- WHAT IS BEING ASKED
Copy the records below verbatim from their start through the line that contains "51 361 L 60", including that line, and leave the pictures out.

- RECORDS FOR PROCESSING
☆ ☆ ☆ ☆ ☆ ☆ ☆

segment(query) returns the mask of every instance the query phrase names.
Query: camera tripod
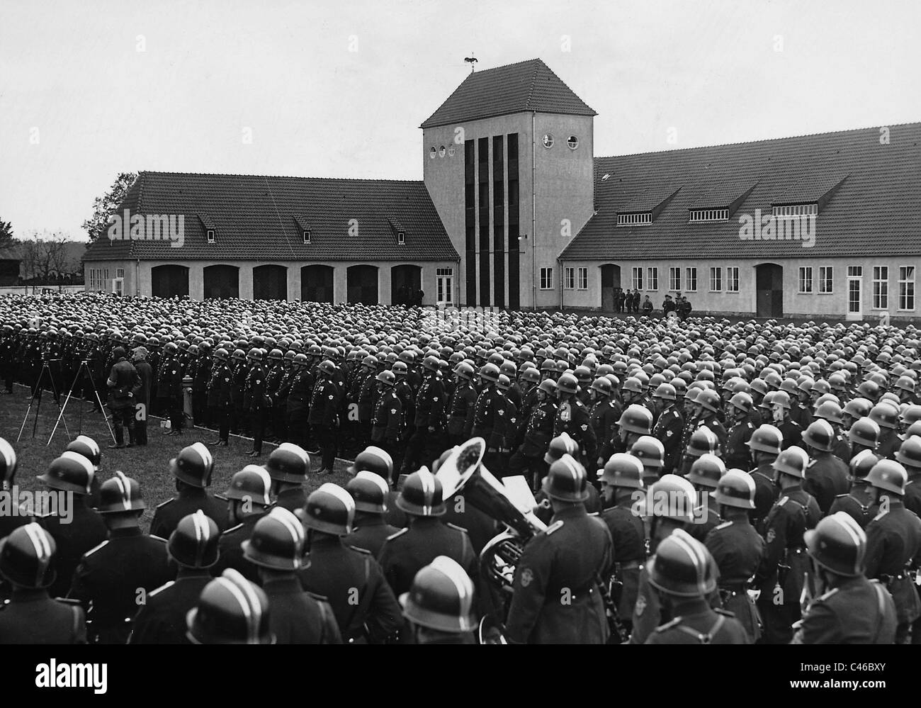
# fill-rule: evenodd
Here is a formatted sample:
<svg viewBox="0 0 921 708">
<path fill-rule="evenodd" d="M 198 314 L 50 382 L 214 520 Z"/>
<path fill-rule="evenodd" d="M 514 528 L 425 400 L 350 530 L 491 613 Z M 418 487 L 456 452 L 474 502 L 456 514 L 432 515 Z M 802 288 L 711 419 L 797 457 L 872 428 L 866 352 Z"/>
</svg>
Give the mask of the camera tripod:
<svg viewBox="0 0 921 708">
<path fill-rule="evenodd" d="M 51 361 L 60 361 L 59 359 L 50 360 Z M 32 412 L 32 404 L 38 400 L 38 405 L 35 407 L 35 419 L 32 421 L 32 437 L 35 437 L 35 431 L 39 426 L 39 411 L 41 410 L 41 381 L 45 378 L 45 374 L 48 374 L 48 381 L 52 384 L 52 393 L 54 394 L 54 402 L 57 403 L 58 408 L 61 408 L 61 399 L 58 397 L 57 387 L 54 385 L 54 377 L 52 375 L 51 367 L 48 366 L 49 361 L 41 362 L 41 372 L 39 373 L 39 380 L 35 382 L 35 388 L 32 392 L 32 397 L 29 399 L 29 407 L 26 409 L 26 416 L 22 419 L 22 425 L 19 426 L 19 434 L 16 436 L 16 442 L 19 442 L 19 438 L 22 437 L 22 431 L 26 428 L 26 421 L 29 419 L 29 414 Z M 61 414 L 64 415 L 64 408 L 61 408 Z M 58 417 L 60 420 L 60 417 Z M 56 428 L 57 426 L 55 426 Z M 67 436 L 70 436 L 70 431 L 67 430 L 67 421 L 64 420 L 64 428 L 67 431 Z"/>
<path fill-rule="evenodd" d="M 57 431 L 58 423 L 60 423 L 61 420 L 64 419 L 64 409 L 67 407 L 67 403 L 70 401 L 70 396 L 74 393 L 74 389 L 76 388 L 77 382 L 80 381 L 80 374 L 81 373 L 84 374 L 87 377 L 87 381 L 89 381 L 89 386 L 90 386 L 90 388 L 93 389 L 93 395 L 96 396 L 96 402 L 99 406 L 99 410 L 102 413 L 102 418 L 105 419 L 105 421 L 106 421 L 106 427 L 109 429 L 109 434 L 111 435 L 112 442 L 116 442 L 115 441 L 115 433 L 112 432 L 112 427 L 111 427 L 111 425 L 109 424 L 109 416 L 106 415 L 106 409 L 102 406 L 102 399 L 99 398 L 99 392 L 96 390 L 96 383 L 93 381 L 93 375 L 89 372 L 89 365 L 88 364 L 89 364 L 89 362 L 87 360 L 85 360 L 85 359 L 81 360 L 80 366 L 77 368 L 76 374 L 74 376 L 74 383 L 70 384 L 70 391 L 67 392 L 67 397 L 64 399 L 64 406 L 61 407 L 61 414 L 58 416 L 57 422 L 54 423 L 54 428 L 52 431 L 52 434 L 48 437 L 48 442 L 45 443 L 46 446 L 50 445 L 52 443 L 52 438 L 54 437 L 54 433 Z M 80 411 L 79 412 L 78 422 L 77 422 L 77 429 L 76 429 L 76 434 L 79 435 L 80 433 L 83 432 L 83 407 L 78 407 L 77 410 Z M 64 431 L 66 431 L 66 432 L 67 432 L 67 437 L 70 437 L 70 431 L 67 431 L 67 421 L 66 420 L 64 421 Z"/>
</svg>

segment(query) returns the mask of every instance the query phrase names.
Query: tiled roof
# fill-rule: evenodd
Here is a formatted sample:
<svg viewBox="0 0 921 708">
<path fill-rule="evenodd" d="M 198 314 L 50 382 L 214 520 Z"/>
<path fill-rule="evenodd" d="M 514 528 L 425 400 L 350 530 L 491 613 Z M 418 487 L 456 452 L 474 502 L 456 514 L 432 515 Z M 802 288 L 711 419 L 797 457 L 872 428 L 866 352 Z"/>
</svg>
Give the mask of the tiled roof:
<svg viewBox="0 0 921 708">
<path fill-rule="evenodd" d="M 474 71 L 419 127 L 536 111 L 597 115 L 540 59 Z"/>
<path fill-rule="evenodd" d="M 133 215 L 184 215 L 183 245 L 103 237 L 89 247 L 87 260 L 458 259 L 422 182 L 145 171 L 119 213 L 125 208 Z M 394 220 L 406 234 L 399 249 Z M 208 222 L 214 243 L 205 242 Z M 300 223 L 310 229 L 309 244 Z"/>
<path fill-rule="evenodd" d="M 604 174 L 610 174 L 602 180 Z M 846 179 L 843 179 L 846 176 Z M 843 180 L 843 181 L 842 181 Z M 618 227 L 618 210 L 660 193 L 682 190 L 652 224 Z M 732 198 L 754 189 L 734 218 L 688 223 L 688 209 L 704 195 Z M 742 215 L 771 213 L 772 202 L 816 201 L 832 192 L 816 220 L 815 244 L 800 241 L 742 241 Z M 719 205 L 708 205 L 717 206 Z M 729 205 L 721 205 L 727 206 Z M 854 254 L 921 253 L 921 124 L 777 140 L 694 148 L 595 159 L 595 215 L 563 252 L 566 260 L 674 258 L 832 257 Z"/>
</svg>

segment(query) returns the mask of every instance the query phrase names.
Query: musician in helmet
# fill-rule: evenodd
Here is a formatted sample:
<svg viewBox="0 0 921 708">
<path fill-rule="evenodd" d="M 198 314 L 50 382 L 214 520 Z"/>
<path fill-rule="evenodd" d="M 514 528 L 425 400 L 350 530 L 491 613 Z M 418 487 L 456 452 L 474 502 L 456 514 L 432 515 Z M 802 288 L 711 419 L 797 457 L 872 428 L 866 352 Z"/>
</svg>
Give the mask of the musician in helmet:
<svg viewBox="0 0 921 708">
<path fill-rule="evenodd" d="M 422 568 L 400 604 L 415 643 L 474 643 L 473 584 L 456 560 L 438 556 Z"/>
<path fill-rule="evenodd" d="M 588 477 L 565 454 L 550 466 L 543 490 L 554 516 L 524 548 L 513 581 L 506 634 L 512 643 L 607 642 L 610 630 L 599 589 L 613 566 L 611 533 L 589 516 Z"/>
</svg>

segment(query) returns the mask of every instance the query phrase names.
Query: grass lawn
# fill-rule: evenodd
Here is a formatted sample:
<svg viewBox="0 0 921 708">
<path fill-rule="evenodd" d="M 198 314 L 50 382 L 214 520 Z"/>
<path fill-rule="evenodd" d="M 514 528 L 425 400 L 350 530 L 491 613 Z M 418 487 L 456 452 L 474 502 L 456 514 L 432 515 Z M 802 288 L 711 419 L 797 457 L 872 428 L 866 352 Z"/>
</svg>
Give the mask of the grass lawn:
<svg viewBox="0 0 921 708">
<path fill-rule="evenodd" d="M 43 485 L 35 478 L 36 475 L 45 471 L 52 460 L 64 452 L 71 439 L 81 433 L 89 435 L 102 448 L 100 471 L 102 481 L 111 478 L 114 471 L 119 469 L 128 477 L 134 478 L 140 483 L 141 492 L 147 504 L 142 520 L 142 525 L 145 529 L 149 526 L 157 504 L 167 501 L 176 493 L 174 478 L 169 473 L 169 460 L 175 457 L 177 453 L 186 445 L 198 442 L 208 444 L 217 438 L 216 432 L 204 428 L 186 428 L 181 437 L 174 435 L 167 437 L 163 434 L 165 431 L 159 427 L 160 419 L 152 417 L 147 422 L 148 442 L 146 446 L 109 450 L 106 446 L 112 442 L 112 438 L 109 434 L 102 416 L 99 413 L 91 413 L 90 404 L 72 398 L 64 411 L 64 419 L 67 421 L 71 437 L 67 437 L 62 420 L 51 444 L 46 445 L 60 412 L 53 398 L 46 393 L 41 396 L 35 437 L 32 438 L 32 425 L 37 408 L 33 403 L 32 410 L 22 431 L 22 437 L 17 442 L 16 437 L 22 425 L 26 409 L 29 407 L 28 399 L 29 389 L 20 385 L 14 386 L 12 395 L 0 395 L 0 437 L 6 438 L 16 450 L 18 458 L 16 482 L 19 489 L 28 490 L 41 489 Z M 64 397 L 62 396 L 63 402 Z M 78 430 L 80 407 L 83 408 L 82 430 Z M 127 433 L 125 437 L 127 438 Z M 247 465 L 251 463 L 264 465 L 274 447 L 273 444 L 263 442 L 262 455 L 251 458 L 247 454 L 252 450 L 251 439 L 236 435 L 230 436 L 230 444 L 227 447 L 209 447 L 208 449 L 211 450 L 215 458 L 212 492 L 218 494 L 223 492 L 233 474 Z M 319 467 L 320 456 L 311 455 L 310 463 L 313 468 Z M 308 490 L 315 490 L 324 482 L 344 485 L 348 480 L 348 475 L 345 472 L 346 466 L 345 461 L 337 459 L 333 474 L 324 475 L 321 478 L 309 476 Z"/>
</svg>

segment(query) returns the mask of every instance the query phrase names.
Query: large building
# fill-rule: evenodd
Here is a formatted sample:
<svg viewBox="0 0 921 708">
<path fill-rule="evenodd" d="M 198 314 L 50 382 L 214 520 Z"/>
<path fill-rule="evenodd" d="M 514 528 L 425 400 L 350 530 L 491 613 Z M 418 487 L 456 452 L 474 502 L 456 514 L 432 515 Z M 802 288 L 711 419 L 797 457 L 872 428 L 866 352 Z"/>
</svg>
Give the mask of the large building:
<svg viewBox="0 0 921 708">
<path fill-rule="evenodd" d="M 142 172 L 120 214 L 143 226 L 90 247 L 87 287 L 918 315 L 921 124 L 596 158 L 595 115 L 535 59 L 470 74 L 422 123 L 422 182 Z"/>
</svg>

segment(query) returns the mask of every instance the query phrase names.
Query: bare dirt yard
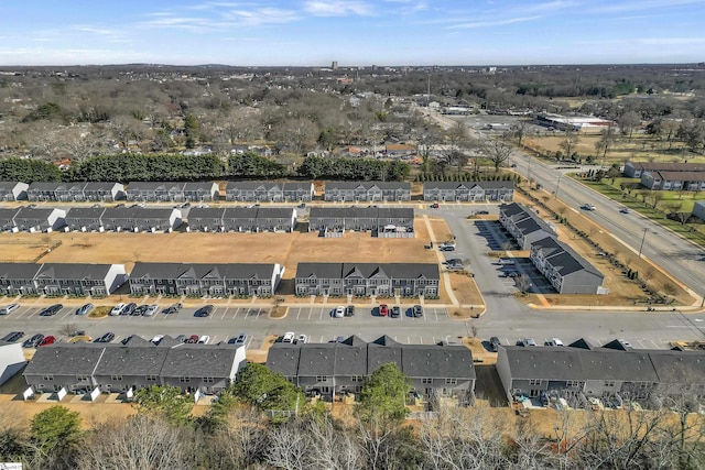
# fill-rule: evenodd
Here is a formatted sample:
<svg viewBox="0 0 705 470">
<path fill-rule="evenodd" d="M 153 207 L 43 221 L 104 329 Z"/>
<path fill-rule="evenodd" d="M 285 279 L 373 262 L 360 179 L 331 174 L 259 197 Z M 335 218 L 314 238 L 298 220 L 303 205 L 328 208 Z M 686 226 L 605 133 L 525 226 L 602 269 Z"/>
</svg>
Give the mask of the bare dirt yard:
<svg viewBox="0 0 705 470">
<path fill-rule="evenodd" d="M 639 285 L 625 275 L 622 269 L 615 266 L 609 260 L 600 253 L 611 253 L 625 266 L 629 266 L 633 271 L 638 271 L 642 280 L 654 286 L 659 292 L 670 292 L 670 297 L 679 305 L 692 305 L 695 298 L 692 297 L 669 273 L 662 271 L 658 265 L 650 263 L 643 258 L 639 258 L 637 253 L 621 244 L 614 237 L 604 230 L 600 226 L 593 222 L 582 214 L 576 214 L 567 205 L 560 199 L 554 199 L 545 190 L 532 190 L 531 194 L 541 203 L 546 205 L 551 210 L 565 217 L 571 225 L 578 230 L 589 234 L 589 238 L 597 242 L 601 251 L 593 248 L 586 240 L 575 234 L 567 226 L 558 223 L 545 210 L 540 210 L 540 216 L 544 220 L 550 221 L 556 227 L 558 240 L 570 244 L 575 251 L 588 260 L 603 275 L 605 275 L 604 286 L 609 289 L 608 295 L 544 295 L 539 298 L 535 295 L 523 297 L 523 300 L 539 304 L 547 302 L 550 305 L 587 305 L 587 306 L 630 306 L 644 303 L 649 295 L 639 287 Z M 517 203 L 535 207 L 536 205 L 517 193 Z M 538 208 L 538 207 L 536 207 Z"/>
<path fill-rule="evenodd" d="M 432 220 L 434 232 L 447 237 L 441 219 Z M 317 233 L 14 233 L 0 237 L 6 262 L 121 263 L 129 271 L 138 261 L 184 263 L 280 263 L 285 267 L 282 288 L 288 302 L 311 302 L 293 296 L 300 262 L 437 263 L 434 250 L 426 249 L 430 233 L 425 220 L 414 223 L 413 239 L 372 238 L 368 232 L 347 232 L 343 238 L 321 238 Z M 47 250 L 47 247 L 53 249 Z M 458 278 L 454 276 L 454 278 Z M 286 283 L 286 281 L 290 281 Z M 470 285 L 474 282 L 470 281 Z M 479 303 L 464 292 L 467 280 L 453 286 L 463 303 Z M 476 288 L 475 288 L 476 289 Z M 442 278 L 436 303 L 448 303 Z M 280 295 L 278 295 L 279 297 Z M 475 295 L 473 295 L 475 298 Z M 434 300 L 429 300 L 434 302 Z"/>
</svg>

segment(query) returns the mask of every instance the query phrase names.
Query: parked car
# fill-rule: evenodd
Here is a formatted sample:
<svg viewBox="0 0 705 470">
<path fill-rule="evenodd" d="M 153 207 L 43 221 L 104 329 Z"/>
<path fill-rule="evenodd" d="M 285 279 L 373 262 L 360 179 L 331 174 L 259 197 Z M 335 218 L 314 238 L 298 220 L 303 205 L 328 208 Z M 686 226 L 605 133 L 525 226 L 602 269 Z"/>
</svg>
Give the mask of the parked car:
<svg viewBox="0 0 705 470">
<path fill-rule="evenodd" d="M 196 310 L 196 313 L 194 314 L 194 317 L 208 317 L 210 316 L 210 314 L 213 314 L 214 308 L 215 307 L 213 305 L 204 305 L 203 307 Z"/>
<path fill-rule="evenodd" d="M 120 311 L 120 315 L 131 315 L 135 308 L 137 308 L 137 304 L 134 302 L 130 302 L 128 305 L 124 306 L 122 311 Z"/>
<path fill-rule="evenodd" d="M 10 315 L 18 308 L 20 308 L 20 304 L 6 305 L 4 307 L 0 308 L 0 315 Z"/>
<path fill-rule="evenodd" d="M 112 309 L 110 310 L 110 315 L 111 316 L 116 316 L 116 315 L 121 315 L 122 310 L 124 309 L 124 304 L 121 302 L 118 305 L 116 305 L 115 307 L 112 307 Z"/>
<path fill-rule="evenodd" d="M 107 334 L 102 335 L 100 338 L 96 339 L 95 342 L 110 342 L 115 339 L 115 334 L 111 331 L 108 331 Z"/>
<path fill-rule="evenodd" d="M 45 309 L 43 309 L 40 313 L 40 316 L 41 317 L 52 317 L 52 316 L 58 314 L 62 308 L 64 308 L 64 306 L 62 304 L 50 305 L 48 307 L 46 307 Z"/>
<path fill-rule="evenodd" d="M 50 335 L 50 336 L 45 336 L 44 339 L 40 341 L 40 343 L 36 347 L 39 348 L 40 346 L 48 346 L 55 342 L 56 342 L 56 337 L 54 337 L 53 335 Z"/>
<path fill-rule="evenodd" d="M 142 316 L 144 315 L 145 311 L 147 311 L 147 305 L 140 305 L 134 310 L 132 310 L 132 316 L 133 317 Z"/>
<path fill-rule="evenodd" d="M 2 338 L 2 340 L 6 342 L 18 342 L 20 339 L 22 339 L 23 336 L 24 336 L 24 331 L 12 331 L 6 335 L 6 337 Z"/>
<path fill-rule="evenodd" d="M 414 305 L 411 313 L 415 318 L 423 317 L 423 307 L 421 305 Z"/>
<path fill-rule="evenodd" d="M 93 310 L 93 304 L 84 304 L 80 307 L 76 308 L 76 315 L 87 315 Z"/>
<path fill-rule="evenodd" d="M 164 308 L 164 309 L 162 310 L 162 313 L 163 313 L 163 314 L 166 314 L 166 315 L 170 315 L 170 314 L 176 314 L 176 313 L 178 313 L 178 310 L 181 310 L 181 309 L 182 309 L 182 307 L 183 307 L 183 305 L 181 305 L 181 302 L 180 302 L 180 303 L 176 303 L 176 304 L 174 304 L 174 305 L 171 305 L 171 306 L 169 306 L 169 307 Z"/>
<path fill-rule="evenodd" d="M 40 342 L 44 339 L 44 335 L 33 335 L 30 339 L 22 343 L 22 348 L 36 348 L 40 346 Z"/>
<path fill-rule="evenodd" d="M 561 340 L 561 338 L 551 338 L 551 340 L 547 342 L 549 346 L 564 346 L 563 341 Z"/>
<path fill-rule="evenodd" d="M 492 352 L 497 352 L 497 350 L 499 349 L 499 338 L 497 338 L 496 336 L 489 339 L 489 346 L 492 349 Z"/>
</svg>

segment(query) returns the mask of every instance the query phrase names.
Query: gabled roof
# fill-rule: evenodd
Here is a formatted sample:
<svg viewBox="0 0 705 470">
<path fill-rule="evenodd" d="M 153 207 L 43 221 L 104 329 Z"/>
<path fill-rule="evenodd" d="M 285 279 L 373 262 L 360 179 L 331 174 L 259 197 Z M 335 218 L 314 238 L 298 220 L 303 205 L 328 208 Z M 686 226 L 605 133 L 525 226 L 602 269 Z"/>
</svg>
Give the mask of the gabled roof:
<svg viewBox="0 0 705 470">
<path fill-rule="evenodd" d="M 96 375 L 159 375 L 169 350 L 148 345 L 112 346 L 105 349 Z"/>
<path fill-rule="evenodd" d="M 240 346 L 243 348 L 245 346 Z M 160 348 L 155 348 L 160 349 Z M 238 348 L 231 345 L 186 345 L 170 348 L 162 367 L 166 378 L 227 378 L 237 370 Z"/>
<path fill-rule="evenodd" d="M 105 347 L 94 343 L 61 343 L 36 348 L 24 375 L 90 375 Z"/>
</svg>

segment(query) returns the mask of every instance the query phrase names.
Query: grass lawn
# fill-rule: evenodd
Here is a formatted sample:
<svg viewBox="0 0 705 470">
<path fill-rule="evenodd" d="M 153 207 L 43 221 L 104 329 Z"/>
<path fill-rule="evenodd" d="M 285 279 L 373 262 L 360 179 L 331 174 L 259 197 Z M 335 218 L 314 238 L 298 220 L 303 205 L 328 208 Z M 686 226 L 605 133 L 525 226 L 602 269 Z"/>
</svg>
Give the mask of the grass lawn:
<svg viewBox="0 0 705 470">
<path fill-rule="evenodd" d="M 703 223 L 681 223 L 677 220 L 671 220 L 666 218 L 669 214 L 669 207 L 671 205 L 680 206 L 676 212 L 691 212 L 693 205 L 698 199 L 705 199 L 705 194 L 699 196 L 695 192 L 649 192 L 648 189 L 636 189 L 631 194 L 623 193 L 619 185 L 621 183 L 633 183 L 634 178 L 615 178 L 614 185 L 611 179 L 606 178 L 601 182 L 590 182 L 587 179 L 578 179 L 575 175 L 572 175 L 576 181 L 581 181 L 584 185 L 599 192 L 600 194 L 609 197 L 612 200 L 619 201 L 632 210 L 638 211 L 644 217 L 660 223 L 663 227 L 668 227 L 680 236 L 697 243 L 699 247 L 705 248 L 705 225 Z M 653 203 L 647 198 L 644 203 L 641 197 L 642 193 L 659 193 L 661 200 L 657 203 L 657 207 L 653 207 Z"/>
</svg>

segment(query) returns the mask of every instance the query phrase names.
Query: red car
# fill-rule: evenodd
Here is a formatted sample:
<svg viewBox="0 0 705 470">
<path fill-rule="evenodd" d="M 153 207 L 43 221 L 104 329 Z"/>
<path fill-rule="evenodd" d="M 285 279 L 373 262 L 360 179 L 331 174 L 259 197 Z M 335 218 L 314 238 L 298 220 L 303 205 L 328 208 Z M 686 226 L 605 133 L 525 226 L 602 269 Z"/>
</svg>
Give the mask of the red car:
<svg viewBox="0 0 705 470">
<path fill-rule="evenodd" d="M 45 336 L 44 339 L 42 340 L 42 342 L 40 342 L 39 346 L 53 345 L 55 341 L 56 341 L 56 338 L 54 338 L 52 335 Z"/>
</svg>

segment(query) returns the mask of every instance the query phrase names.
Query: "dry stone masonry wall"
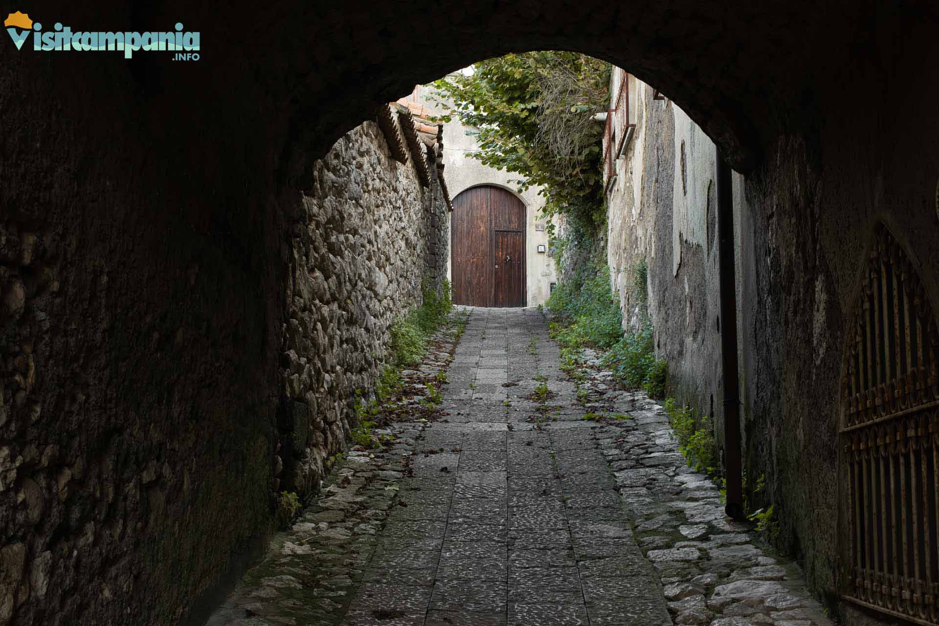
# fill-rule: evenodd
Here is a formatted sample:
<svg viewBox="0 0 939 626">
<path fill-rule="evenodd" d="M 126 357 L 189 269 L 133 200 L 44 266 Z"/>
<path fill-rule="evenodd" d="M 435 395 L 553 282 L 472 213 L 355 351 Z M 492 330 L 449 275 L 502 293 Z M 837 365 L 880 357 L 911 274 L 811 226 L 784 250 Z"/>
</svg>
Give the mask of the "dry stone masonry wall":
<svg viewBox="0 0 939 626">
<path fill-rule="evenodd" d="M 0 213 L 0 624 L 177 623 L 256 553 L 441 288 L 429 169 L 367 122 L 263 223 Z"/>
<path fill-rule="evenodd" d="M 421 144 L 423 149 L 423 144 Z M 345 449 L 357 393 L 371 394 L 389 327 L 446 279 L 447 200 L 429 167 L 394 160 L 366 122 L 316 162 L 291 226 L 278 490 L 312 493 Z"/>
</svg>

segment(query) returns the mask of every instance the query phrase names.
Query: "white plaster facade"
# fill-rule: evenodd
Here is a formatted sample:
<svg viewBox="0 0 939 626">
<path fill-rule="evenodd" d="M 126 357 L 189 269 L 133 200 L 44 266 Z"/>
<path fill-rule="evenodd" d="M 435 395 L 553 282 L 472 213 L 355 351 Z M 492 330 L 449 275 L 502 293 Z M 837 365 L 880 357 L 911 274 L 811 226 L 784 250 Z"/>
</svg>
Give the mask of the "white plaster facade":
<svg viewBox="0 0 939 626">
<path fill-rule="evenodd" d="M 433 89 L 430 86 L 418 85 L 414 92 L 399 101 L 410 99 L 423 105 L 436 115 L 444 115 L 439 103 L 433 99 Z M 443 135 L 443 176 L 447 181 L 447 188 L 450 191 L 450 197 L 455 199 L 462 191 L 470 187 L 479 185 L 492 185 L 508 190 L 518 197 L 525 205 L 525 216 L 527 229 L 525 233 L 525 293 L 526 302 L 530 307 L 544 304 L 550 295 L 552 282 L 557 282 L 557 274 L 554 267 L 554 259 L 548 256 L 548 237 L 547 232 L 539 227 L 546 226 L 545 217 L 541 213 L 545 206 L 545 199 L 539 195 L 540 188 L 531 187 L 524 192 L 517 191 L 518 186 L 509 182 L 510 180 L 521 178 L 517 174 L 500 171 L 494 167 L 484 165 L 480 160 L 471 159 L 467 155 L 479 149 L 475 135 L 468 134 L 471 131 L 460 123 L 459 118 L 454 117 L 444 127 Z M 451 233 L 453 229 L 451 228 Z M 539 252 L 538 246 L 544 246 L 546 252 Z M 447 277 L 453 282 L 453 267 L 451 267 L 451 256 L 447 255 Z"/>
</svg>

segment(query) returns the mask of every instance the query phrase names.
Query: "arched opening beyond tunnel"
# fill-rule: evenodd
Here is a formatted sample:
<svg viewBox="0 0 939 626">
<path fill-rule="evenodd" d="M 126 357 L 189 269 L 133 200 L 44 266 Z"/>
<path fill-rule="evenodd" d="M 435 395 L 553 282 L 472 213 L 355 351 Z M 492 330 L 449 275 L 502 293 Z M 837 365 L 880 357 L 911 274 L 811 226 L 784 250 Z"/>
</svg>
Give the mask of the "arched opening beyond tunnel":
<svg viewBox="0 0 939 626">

☆ ☆ ☆ ☆ ☆ ☆ ☆

- TASK SOLUTION
segment(query) returns the mask of every instance the query phrase names.
Query: camera tripod
# fill-rule: evenodd
Here is a formatted sample:
<svg viewBox="0 0 921 708">
<path fill-rule="evenodd" d="M 198 314 L 50 382 L 214 520 Z"/>
<path fill-rule="evenodd" d="M 514 528 L 425 400 L 350 530 L 491 613 Z M 418 487 L 456 452 L 474 502 L 456 514 L 432 515 Z M 802 288 L 711 419 L 797 457 L 872 428 L 866 352 Z"/>
</svg>
Give the mask of the camera tripod:
<svg viewBox="0 0 921 708">
<path fill-rule="evenodd" d="M 51 361 L 60 361 L 59 359 L 50 360 Z M 32 412 L 32 404 L 38 400 L 38 405 L 35 407 L 35 419 L 32 421 L 32 437 L 35 437 L 35 431 L 39 426 L 39 411 L 41 410 L 41 381 L 45 378 L 45 374 L 48 374 L 48 381 L 52 384 L 52 393 L 54 394 L 54 402 L 57 403 L 58 408 L 61 408 L 61 399 L 58 397 L 57 387 L 54 385 L 54 377 L 52 375 L 51 367 L 48 366 L 49 361 L 41 362 L 41 372 L 39 373 L 39 380 L 35 382 L 35 388 L 32 392 L 32 397 L 29 399 L 29 407 L 26 409 L 26 416 L 22 419 L 22 425 L 19 426 L 19 434 L 16 436 L 16 442 L 19 442 L 19 438 L 22 437 L 22 431 L 26 428 L 26 421 L 29 419 L 29 414 Z M 61 414 L 64 415 L 64 408 L 61 408 Z M 58 417 L 60 420 L 60 417 Z M 56 428 L 57 426 L 55 426 Z M 67 436 L 70 436 L 70 431 L 67 430 L 67 421 L 64 420 L 64 428 L 67 431 Z"/>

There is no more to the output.